[Task prompt]
Nothing in the records below should be altered when they are retyped.

[Record set]
╔══
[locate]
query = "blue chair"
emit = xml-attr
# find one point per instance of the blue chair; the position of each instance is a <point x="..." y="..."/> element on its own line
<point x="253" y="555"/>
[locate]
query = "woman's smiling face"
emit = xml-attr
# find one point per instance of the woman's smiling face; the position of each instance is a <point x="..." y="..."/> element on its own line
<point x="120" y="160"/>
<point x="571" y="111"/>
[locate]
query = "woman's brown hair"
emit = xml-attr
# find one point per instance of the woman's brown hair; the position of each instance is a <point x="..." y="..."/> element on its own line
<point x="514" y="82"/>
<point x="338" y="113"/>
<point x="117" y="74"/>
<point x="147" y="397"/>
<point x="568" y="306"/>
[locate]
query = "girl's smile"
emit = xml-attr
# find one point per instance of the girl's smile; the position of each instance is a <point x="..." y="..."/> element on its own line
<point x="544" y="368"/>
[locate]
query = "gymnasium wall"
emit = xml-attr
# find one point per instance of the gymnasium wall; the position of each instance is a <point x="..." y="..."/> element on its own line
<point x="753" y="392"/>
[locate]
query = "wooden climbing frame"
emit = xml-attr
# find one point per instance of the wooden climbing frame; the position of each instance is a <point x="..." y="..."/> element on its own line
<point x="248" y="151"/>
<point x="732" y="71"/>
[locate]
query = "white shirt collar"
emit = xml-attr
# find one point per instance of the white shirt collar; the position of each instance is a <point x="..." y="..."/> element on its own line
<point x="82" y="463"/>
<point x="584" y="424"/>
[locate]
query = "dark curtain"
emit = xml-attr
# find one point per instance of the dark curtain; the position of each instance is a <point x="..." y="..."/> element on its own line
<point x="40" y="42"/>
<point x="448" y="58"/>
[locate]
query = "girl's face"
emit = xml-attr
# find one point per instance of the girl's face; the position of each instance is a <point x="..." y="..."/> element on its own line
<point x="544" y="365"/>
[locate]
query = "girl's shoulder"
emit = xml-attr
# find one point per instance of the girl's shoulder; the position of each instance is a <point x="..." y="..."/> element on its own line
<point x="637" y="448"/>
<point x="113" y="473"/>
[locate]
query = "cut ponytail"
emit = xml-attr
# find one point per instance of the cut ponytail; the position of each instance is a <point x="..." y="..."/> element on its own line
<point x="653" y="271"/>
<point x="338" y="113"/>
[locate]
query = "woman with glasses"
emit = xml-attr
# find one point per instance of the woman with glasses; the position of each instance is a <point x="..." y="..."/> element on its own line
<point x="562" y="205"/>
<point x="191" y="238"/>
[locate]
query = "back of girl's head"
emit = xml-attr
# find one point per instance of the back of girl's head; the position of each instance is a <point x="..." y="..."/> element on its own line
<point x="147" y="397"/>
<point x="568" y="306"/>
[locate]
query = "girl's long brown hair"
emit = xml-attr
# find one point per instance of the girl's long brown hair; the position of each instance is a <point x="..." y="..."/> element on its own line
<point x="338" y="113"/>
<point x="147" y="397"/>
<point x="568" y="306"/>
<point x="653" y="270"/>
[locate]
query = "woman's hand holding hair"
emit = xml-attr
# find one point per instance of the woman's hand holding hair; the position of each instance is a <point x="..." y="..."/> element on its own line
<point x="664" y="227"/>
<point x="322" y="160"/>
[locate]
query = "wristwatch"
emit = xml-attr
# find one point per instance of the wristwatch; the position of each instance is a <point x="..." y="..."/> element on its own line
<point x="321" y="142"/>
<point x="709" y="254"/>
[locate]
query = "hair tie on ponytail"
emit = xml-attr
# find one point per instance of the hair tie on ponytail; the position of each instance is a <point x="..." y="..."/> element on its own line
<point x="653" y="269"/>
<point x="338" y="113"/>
╚══
[Solution to the exercise]
[locate]
query = "blue chair"
emit = xml-attr
# find one point per instance of the blue chair; the position of each instance is a <point x="..." y="..."/> element on its own line
<point x="253" y="555"/>
[locate]
query = "woman's smiling face"
emit = xml-attr
# find one point per instance of the woman's smiling face; the position of each instance is a <point x="..." y="..."/> element on its own line
<point x="120" y="160"/>
<point x="571" y="111"/>
[locate]
query = "woman's brown hair"
emit = xml-attr
# find one point per instance of the woman's brown hair; the position of each instance is a <point x="..." y="..."/> element on its own line
<point x="514" y="82"/>
<point x="338" y="113"/>
<point x="117" y="74"/>
<point x="147" y="397"/>
<point x="568" y="306"/>
[locate]
query = "girl's smile"
emit = xml-attr
# find one point per instance of the girl's smile; the position of each instance is a <point x="..." y="..."/> element on its own line
<point x="544" y="368"/>
[locate]
query = "gymnasium wall"
emit = xml-attr
# find one point per instance of the gymnasium wall; the position of each instance is a <point x="..." y="..."/> element on its own line
<point x="753" y="392"/>
[locate]
query = "wooden climbing frame"
emit = xml-attr
# find one point per instance of the wooden climbing frame; the position of each instance is a <point x="..." y="..."/> element on its own line
<point x="248" y="151"/>
<point x="732" y="71"/>
[locate]
query = "white shirt collar"
emit = xml-attr
# find one point per instance of the white shirt collar; the position of each instance is a <point x="..." y="..."/> element on its own line
<point x="82" y="463"/>
<point x="584" y="424"/>
[locate]
query = "dark curtain"
emit = xml-attr
# find one point per instance of the dark curtain; the position of each instance is a <point x="..." y="..."/> element on its own line
<point x="40" y="42"/>
<point x="448" y="58"/>
[locate]
query = "girl's face"
emit = xml-attr
# find one point per instance of the girl's face; the position of each instance is a <point x="..." y="..."/> element on its own line
<point x="544" y="365"/>
[locate]
query = "girl's shoulder"
emit = xml-attr
# find one point per instance of the girl's shoulder; the position of each instance is a <point x="..." y="..."/> element on its own line
<point x="637" y="448"/>
<point x="113" y="473"/>
[locate]
query = "cut ponytail"
emit = xml-attr
# find one point per instance of the cut ponytail; the position of each instance is a <point x="..." y="..."/> element on its own line
<point x="653" y="271"/>
<point x="338" y="113"/>
[locate]
query = "woman with glasses"
emit = xml-attr
# find one point per instance of the woman with glasses; the position of each instance is a <point x="..." y="..."/> element on its own line
<point x="562" y="205"/>
<point x="191" y="238"/>
[locate]
query = "back of girl's head"
emit = xml-attr
# find one point per instance of the back of girl's head; the position of each instance is a <point x="..." y="..."/> element on its own line
<point x="147" y="397"/>
<point x="568" y="306"/>
[locate]
query = "girl's long brown hair"
emit = xml-attr
# find one point per instance of the girl's long brown hair; the position of each instance is a <point x="..." y="..."/> element on its own line
<point x="338" y="113"/>
<point x="147" y="397"/>
<point x="568" y="306"/>
<point x="653" y="270"/>
[locate]
query = "woman's hand holding hair"
emit = xml-attr
# find one point per instance of the woman's hand holding hair; the position of each instance is a <point x="..." y="..."/> element on its own line
<point x="664" y="227"/>
<point x="322" y="160"/>
[locate]
query = "wristwatch"
emit = xml-attr
# find one point per instance of the wristwatch; the position of each instance is a <point x="..." y="..."/> element on its own line
<point x="321" y="142"/>
<point x="709" y="254"/>
[locate]
query = "hair tie on ponytail"
emit = xml-attr
# find one point per instance of the hair tie on ponytail; the position of each instance is a <point x="..." y="..."/> element on its own line
<point x="653" y="269"/>
<point x="338" y="113"/>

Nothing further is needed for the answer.